**ASSIGNMENT**
Reproduce every record precisely, leaving no line out.

[Collected data entries]
━━━━━━━━

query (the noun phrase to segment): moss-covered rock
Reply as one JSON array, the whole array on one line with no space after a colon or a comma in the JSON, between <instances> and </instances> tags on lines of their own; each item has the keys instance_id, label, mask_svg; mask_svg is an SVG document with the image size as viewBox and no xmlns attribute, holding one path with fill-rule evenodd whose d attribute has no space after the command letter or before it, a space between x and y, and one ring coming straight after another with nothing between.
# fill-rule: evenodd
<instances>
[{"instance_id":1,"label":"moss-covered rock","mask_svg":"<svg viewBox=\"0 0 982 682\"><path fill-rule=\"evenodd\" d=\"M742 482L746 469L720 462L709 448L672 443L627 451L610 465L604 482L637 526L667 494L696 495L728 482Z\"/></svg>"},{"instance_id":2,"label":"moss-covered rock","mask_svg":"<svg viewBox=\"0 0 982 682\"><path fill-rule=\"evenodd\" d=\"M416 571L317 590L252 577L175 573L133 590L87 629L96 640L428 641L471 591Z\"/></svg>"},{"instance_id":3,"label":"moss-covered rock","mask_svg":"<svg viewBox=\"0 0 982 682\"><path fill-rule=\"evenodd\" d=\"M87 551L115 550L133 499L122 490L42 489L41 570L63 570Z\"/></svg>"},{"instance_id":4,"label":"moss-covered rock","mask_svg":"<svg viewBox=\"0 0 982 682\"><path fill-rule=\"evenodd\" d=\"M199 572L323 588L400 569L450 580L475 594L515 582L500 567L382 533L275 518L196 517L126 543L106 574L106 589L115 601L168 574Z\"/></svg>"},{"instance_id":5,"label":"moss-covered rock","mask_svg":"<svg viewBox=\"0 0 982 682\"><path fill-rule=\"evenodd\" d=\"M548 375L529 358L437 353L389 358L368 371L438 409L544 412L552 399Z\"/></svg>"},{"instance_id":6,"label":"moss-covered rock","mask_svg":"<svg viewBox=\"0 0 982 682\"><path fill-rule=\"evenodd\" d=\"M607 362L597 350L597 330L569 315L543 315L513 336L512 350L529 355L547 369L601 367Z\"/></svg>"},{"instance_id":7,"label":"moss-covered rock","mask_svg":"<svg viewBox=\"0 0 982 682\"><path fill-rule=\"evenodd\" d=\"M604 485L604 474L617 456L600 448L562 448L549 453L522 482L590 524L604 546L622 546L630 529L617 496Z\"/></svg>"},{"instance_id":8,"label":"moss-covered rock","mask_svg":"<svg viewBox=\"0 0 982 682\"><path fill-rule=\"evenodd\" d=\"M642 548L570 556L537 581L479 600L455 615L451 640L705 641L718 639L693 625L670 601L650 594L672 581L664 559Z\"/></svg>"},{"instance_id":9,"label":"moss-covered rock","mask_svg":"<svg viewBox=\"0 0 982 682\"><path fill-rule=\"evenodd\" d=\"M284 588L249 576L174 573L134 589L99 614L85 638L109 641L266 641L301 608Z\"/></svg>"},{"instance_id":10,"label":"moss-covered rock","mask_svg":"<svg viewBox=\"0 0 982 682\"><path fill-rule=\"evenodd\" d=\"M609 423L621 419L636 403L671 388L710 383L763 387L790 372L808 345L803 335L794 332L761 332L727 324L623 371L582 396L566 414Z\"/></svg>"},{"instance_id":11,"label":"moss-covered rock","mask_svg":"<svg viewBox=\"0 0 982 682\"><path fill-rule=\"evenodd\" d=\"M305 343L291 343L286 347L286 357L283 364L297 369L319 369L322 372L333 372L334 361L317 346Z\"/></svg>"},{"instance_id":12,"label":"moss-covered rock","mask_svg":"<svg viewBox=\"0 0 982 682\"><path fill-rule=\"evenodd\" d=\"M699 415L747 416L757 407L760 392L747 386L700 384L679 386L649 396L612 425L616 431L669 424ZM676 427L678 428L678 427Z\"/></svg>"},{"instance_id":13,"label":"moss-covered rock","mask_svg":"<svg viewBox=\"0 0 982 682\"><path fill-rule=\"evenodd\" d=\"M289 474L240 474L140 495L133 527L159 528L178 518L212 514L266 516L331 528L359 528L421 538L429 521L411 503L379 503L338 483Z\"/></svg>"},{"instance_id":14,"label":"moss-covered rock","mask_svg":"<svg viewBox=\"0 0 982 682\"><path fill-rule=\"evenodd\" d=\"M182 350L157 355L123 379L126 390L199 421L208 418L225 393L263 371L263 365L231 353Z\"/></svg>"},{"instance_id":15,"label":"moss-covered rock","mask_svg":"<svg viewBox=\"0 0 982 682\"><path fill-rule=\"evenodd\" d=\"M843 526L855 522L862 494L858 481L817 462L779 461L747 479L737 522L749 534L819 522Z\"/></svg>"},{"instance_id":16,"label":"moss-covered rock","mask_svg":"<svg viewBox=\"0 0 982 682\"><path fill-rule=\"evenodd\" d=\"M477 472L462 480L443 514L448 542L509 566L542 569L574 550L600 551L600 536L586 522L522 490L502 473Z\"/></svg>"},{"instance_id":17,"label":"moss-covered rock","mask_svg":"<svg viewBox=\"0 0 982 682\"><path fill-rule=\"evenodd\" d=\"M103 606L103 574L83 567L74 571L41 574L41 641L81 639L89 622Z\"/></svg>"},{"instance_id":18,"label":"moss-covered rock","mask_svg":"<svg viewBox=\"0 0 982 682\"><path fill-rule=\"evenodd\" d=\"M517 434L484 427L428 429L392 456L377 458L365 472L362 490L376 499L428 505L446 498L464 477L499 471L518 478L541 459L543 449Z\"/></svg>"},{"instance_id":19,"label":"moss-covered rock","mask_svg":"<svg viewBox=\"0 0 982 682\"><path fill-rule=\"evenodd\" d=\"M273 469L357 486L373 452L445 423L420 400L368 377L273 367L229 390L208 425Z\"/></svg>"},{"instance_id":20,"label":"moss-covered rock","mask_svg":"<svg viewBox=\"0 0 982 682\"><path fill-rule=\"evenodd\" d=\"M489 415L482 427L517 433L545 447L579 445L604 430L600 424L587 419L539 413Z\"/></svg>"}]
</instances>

━━━━━━━━

**ANSWER**
query (the noun phrase to segment): moss-covered rock
Reply as one JSON array, the whole array on one line with no space after a colon or a comma in the JSON, between <instances> and </instances> tags on lines of their own; each item has the keys instance_id, label, mask_svg; mask_svg is an SVG document with the image size as viewBox and no xmlns attribute, holding one path with fill-rule evenodd whose d attribute has no space after the command letter or before it, a space between x and y, and one ring coming straight after another with nothing between.
# fill-rule: evenodd
<instances>
[{"instance_id":1,"label":"moss-covered rock","mask_svg":"<svg viewBox=\"0 0 982 682\"><path fill-rule=\"evenodd\" d=\"M742 482L746 469L720 462L709 448L672 443L627 451L610 465L604 482L637 526L667 494L696 495L728 482Z\"/></svg>"},{"instance_id":2,"label":"moss-covered rock","mask_svg":"<svg viewBox=\"0 0 982 682\"><path fill-rule=\"evenodd\" d=\"M416 571L317 590L252 577L175 573L133 590L87 629L96 640L428 641L471 591Z\"/></svg>"},{"instance_id":3,"label":"moss-covered rock","mask_svg":"<svg viewBox=\"0 0 982 682\"><path fill-rule=\"evenodd\" d=\"M87 551L115 550L133 499L122 490L42 489L41 570L63 570Z\"/></svg>"},{"instance_id":4,"label":"moss-covered rock","mask_svg":"<svg viewBox=\"0 0 982 682\"><path fill-rule=\"evenodd\" d=\"M199 572L323 588L400 569L450 580L475 594L515 582L500 567L382 533L275 518L196 517L126 543L106 574L106 589L115 601L168 574Z\"/></svg>"},{"instance_id":5,"label":"moss-covered rock","mask_svg":"<svg viewBox=\"0 0 982 682\"><path fill-rule=\"evenodd\" d=\"M548 375L529 358L437 353L389 358L368 371L438 409L544 412L552 399Z\"/></svg>"},{"instance_id":6,"label":"moss-covered rock","mask_svg":"<svg viewBox=\"0 0 982 682\"><path fill-rule=\"evenodd\" d=\"M607 362L597 350L597 330L569 315L543 315L513 336L512 350L529 355L547 369L601 367Z\"/></svg>"},{"instance_id":7,"label":"moss-covered rock","mask_svg":"<svg viewBox=\"0 0 982 682\"><path fill-rule=\"evenodd\" d=\"M604 485L604 474L617 456L600 448L562 448L549 453L522 482L590 524L604 546L622 546L630 529L617 496Z\"/></svg>"},{"instance_id":8,"label":"moss-covered rock","mask_svg":"<svg viewBox=\"0 0 982 682\"><path fill-rule=\"evenodd\" d=\"M642 548L570 556L537 581L479 600L455 615L451 640L705 641L718 639L693 625L670 601L650 594L672 581L664 559Z\"/></svg>"},{"instance_id":9,"label":"moss-covered rock","mask_svg":"<svg viewBox=\"0 0 982 682\"><path fill-rule=\"evenodd\" d=\"M284 588L249 576L174 573L134 589L99 614L85 638L109 641L266 641L301 608Z\"/></svg>"},{"instance_id":10,"label":"moss-covered rock","mask_svg":"<svg viewBox=\"0 0 982 682\"><path fill-rule=\"evenodd\" d=\"M609 423L621 419L636 403L671 388L710 383L763 387L790 372L808 345L803 335L794 332L761 332L727 324L623 371L582 396L566 414Z\"/></svg>"},{"instance_id":11,"label":"moss-covered rock","mask_svg":"<svg viewBox=\"0 0 982 682\"><path fill-rule=\"evenodd\" d=\"M305 343L291 343L286 347L286 357L283 364L297 369L319 369L322 372L333 372L334 361L317 346Z\"/></svg>"},{"instance_id":12,"label":"moss-covered rock","mask_svg":"<svg viewBox=\"0 0 982 682\"><path fill-rule=\"evenodd\" d=\"M699 415L747 416L757 407L760 392L747 386L700 384L679 386L649 396L612 425L616 431L669 424ZM676 427L678 428L678 427Z\"/></svg>"},{"instance_id":13,"label":"moss-covered rock","mask_svg":"<svg viewBox=\"0 0 982 682\"><path fill-rule=\"evenodd\" d=\"M289 474L240 474L140 495L133 527L159 528L178 518L212 514L266 516L331 528L359 528L421 538L429 521L411 503L379 503L338 483Z\"/></svg>"},{"instance_id":14,"label":"moss-covered rock","mask_svg":"<svg viewBox=\"0 0 982 682\"><path fill-rule=\"evenodd\" d=\"M182 350L157 355L123 379L126 390L199 421L208 418L225 393L263 371L263 365L231 353Z\"/></svg>"},{"instance_id":15,"label":"moss-covered rock","mask_svg":"<svg viewBox=\"0 0 982 682\"><path fill-rule=\"evenodd\" d=\"M843 526L855 522L862 494L858 481L817 462L779 461L747 479L737 522L749 534L819 522Z\"/></svg>"},{"instance_id":16,"label":"moss-covered rock","mask_svg":"<svg viewBox=\"0 0 982 682\"><path fill-rule=\"evenodd\" d=\"M477 472L462 480L443 514L448 542L509 566L542 569L574 550L600 551L600 536L586 522L522 490L502 473Z\"/></svg>"},{"instance_id":17,"label":"moss-covered rock","mask_svg":"<svg viewBox=\"0 0 982 682\"><path fill-rule=\"evenodd\" d=\"M103 606L103 574L83 567L74 571L41 574L41 641L81 639L89 622Z\"/></svg>"},{"instance_id":18,"label":"moss-covered rock","mask_svg":"<svg viewBox=\"0 0 982 682\"><path fill-rule=\"evenodd\" d=\"M517 434L484 427L428 429L392 456L377 458L365 472L362 490L376 499L428 505L446 498L464 477L499 471L518 478L541 459L543 449Z\"/></svg>"},{"instance_id":19,"label":"moss-covered rock","mask_svg":"<svg viewBox=\"0 0 982 682\"><path fill-rule=\"evenodd\" d=\"M273 469L357 486L373 452L445 423L420 400L368 377L273 367L229 390L208 425Z\"/></svg>"},{"instance_id":20,"label":"moss-covered rock","mask_svg":"<svg viewBox=\"0 0 982 682\"><path fill-rule=\"evenodd\" d=\"M489 415L482 427L517 433L545 447L579 445L604 430L600 424L587 419L539 413Z\"/></svg>"}]
</instances>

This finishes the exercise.